_Task objective:_ What you return must be the full data, repeated verbatim, with no pictures in it.
▶
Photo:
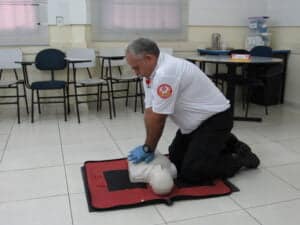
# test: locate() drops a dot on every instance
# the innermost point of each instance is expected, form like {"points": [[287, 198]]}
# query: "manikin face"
{"points": [[142, 65]]}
◀
_Expected answer:_
Photo:
# test: locate() drops a dot on every instance
# the innermost point of each instance is expected, form like {"points": [[287, 198]]}
# query: "manikin face"
{"points": [[142, 65]]}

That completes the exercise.